### EXTRACT:
----

This coming week we will be in Washington, DC again knocking on doors of Senate and House representatives to talk about the Healthy Transitions Initiative and other amazing approaches to working with young people. Keep up the pressure folks. We say it a lot and it could not be truer now - this is a marathon and not a sprint.

And finally, don't be discouraged if your phone calls are not returned, you are told "it ain't gonna happen so give it up," or your emails and letters don't get answered. Heck, this happens to me daily. Turn the rejection around and think of it this way - There is no better adrenaline rush than to be told no, to be ignored, to be brushed off, or to be told "it's not possible." Fuel for the advocacy soul baby!!

Our note from last week still stands. Read it and get involved:

  1. This is a marathon -- not a sprint - and we need hard data to stay in the race
    For those wanting the HTI grants put back in the budget based on one meeting - well, that's not going to happen. We have a massive and long overdue education campaign ahead of us. If the collective voice of children's mental health in Washington and in states, tribal nations and territories do not increase education opportunities with elected officials about a balanced approach to funding children's mental health efforts then we will likely see the continued slide in funding for comprehensive approaches to meeting the needs of youth with emotional challenges and their families. Many of you have sent in research articles, program descriptions and testimonials. We are compiling all of the information being received for distribution to elected officials. However, we need more hard data on the effectiveness of the type of innovation found in the Healthy Transitions Initiative. If you haven't done so already, send us what you have. Data rules folks.

----

Data items
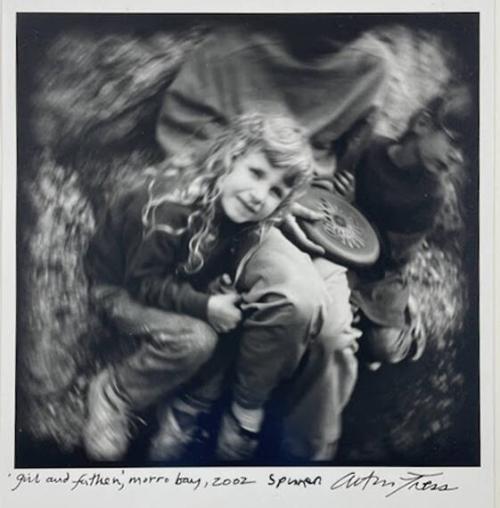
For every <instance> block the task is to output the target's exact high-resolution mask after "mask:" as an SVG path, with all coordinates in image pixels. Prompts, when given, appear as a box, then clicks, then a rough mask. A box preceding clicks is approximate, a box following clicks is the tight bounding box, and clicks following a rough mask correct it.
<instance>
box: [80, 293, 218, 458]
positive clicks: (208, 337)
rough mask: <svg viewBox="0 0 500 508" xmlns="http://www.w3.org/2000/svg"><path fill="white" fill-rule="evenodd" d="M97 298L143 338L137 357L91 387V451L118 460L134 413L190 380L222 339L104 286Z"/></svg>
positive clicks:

----

### PROBLEMS TO SOLVE:
A - Do these statements agree with the advocacy note? (i) The writer has calls go unreturned every day. (ii) The note expects the HTI grants to return to the budget after a single meeting. (iii) The note says enough hard data has already been gathered. Answer yes or no for each and quote the deciding words.
B - Which forms of rejection does the advocacy note say give "no better adrenaline rush"? List every one.
C - Continue the advocacy note on the Healthy Transitions Initiative from its final sentence.

### RESPONSES BY ITEM NUMBER:
A -
(i) Yes: "Heck, this happens to me daily."
(ii) No: "For those wanting the HTI grants put back in the budget based on one meeting - well, that's not going to happen."
(iii) No: "However, we need more hard data on the effectiveness of the type of innovation found in the Healthy Transitions Initiative."

B -
- To be told no
- To be ignored
- To be brushed off
- To be told "it's not possible"

C -
  2. We need both national advocacy organization voices and community voices to speak on behalf of children and families
    A unique aspect of the Children's Mental Health Network is that we are firm in our decision to not take federal money. This allows us to both celebrate and challenge decisions, actions and policies put forth by federal government freely. Most of the national advocacy organizations in Washington, DC have active federal government contracts and do amazing work on behalf of the full spectrum of individuals with emotional challenges and their families. These organizations (the National Federation of Families, Mental Health America, and NAMI, to name just a few) are critical to the long-standing effort to improve mental health services in America. We need them and the work they do, but we must recognize that on occasion they may not appear to be as vocal about issues that may put them in conflict with the work they are doing on a particular grant. This is absolutely appropriate, though at times frustrating to us. Instead of being frustrated about what a DC-based advocacy group focuses on, let’s look at it as a partnership - they do their part and we do ours. So, for the Network faithful, who are also loyal members of other advocacy organizations, let your leaders know that this issue is important. But don't stop there. Lend your unfettered voice of support for a comprehensive approach to meeting the needs of young adults with mental health challenges through the Network. Read our earlier Morning Zen post to see how you can do that.

Okay Network faithful, our marching orders are clear. Educate, educate, educate. If you want to be more involved in our developing education campaign on the importance of a balanced approach to funding for young people with emotional challenges and their families then click here and say, "I want to get involved." Simple as that. And we will put you to work.

Who's in?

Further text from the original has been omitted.